What is needed:
Count the lines in the data below that contain the string "railroad". Give only that number.

#####

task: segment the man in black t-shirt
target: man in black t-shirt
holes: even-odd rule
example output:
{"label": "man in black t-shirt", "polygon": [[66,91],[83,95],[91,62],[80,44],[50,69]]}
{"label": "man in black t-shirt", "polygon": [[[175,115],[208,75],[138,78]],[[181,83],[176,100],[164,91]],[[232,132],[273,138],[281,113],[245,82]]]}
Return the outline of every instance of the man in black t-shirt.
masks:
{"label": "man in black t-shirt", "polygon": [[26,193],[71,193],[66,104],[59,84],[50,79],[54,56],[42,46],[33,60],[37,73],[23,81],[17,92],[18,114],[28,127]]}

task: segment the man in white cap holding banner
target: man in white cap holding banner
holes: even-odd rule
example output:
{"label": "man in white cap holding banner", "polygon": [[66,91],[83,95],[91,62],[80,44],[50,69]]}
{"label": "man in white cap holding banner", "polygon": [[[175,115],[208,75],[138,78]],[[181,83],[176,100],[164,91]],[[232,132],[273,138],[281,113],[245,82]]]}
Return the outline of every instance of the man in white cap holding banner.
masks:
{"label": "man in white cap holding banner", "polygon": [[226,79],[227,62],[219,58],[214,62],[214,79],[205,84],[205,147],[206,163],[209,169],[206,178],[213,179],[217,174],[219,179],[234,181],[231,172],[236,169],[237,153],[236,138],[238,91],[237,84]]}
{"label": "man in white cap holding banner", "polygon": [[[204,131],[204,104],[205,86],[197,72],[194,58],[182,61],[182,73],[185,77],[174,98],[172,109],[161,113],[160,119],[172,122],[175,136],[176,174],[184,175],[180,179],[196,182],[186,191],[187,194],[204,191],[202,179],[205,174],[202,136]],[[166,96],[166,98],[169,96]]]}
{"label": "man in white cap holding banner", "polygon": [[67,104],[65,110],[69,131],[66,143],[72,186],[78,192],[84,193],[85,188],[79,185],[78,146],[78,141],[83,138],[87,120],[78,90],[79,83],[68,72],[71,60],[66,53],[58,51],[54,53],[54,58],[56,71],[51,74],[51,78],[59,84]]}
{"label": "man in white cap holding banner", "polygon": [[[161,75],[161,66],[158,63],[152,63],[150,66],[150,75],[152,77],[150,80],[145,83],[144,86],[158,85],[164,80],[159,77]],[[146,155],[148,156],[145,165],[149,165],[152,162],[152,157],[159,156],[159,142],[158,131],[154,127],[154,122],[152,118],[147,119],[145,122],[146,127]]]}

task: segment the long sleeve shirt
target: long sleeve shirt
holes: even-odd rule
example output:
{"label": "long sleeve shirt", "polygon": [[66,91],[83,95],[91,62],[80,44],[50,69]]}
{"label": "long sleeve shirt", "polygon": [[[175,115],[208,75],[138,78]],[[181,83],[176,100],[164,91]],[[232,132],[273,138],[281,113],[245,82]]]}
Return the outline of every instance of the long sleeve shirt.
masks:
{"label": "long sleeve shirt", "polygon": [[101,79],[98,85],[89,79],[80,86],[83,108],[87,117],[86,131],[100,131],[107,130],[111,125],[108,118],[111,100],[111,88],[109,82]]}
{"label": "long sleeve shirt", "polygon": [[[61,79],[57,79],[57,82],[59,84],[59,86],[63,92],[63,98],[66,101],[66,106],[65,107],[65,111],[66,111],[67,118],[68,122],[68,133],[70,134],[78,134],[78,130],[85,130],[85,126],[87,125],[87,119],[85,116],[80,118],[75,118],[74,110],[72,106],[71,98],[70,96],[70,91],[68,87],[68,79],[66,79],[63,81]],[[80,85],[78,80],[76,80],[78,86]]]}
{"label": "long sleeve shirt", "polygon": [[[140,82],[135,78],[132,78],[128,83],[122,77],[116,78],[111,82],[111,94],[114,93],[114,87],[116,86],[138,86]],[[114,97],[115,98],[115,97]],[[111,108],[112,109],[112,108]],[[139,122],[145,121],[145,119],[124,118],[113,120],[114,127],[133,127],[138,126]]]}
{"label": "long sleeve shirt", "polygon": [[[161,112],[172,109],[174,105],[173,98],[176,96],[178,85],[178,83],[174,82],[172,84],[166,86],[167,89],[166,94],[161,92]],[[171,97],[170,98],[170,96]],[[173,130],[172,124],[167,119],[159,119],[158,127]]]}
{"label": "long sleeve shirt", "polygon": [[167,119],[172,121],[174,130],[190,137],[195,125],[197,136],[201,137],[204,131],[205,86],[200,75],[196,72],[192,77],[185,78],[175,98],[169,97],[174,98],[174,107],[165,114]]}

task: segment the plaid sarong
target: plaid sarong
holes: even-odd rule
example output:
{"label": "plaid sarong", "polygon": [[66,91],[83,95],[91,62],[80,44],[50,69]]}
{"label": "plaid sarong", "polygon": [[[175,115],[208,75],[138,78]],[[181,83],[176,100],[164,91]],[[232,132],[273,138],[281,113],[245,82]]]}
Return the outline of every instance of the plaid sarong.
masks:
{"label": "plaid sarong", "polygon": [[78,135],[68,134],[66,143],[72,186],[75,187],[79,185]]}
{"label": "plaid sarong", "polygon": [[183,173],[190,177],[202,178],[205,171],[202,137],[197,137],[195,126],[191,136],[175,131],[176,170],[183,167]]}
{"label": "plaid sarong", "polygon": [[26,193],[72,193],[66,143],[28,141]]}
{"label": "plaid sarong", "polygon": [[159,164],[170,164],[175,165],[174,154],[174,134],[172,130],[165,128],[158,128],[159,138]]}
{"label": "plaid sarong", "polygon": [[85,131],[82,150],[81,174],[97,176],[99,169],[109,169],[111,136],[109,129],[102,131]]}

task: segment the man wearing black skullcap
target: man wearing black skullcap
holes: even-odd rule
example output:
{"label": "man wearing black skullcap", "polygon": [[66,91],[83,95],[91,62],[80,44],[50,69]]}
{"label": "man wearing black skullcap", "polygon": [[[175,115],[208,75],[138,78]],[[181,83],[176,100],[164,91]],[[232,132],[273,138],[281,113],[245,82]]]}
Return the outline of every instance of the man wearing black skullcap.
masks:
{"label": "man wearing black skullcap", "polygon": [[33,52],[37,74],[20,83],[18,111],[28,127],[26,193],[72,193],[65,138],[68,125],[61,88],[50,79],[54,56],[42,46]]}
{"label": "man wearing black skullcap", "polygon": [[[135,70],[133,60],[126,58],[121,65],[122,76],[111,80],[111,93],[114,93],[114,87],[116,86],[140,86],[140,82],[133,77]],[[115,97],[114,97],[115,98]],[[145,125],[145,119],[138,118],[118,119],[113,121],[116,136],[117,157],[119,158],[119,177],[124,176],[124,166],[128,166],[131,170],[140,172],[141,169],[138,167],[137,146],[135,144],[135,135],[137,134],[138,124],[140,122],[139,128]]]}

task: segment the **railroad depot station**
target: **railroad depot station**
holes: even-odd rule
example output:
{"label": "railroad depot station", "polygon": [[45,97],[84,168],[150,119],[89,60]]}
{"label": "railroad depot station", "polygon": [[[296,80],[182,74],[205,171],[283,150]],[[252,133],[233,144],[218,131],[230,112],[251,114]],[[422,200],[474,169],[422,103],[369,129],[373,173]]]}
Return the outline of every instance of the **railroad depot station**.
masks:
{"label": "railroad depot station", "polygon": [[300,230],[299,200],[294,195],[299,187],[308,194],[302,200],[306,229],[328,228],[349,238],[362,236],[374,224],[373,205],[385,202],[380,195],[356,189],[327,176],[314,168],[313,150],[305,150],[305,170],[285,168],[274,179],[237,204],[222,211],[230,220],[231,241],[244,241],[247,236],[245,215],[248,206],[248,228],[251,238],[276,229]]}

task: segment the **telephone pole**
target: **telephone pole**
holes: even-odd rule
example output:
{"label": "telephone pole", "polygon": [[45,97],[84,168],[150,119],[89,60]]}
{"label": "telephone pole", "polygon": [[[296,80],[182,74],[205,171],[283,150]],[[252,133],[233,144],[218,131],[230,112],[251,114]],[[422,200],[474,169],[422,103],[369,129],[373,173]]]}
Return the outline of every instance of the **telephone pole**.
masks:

#####

Exercise response:
6